* Begin *
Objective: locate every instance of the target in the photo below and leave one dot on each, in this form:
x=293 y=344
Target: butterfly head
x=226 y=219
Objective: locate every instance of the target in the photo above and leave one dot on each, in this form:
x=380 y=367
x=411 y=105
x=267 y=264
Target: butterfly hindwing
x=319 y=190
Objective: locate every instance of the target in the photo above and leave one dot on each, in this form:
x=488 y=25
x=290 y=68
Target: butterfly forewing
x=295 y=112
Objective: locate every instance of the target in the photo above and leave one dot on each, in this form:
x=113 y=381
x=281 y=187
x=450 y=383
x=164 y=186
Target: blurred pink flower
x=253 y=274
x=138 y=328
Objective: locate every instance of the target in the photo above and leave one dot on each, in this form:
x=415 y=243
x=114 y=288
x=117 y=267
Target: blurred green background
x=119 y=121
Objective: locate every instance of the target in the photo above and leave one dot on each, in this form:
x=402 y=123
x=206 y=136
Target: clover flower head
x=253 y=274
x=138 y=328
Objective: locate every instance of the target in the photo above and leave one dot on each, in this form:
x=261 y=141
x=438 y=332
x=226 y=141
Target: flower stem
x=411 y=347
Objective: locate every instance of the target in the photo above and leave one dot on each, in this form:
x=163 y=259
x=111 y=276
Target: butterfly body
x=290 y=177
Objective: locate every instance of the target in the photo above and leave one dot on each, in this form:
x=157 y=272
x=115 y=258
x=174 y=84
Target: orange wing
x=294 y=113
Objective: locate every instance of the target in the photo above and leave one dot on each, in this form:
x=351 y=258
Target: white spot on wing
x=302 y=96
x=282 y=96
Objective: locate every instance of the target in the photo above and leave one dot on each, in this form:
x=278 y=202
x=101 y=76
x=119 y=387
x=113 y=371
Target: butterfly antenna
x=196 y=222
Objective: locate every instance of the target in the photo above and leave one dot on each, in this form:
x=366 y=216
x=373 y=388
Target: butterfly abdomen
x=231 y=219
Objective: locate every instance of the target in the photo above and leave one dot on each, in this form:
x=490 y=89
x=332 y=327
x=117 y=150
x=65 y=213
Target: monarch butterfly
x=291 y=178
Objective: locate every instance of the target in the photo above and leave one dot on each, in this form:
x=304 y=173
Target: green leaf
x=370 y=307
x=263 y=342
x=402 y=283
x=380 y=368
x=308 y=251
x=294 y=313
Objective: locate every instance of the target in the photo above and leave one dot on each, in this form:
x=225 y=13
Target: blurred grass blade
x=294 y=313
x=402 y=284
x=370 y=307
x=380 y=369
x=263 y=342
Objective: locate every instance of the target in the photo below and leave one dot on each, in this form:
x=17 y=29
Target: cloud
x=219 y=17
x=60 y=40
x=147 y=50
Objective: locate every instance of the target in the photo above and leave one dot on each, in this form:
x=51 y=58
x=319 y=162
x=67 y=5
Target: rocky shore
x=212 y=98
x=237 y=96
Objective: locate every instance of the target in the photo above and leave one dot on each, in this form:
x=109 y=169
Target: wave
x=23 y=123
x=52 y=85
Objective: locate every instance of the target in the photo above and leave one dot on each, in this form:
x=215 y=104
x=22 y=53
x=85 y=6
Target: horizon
* End *
▶ [Task requirements]: Rewrite all of the rows above, replacing every occurrence of "Objective" with "Instruction" and leaving everything else unchanged.

▶ [Result below]:
Instruction: locate every instance of the target in the photo below and leave one dot on each, in this form:
x=293 y=344
Target: butterfly head
x=226 y=219
Instruction: locate every instance of the target in the photo above and leave one dot on each, in this form:
x=380 y=367
x=411 y=105
x=267 y=264
Target: butterfly hindwing
x=319 y=190
Instruction: locate every instance of the target in the photo above and leave one dot on each, in this form:
x=488 y=25
x=290 y=68
Target: butterfly forewing
x=295 y=112
Instruction: locate every instance of the target in the photo above and leave one dot on each, in this form:
x=113 y=381
x=281 y=187
x=450 y=383
x=164 y=186
Target: blurred pink flower
x=253 y=274
x=138 y=328
Instruction: locate every instance of the target in the photo above and leave one dot on each, in this form:
x=415 y=243
x=114 y=288
x=117 y=267
Target: blurred green background
x=119 y=121
Instruction: locate every instance of the target in the photo above and leave one dot on each, in this form:
x=402 y=123
x=206 y=136
Target: clover flower head
x=253 y=274
x=138 y=328
Instruction: locate every instance of the target in the photo above and leave one dot on each, in this form:
x=261 y=141
x=438 y=332
x=226 y=141
Target: flower stem
x=411 y=347
Instruction: locate every instance of the target in the photo above and leave one dot on each, in this form:
x=163 y=259
x=111 y=276
Target: butterfly body
x=290 y=177
Instruction: locate every instance of the target in the photo above and leave one dot on each, in this form:
x=157 y=272
x=115 y=258
x=174 y=84
Target: orange wing
x=294 y=113
Instruction: locate every instance of the target in the photo above and leave one dot on each, in this form:
x=351 y=258
Target: white spot on wing
x=302 y=96
x=282 y=96
Instruction: locate every instance of the target in the photo above and leave one dot on each, in this form:
x=278 y=202
x=101 y=76
x=119 y=387
x=113 y=371
Target: butterfly antenna
x=196 y=222
Instruction: locate every instance of the target in the photo above and leave one dot on each, in this form:
x=366 y=216
x=373 y=388
Target: butterfly abdomen
x=231 y=219
Instruction: locate every instance of the target in the photo above and leave one dot on each, in this form:
x=490 y=89
x=332 y=327
x=117 y=150
x=65 y=213
Target: monarch butterfly
x=291 y=178
Instruction: locate every instance of the target in the photo above and leave one dot on each, in this form:
x=304 y=173
Target: green leaf
x=370 y=307
x=263 y=342
x=402 y=283
x=380 y=368
x=308 y=251
x=294 y=313
Instruction: locate every instance of the target in the photo above and leave one dot on each, in this form:
x=225 y=13
Target: blurred grass blade
x=294 y=313
x=402 y=284
x=370 y=307
x=380 y=369
x=263 y=342
Instruction: locate every instance of the target in the photo below and leave one dot on each, in this form:
x=17 y=29
Target: cloud
x=219 y=17
x=60 y=40
x=147 y=50
Instruction: locate every instance of the target in the photo above and leave one dot on each, in this form:
x=51 y=58
x=319 y=162
x=67 y=5
Target: rocky shore
x=212 y=98
x=237 y=96
Instruction: locate every instance of the target in the photo above and leave one dot on each, in this form:
x=109 y=169
Target: wave
x=23 y=123
x=52 y=85
Instruction: locate every instance of the target in the photo above and leave one dot on each, in this form:
x=215 y=104
x=22 y=53
x=85 y=6
Target: horizon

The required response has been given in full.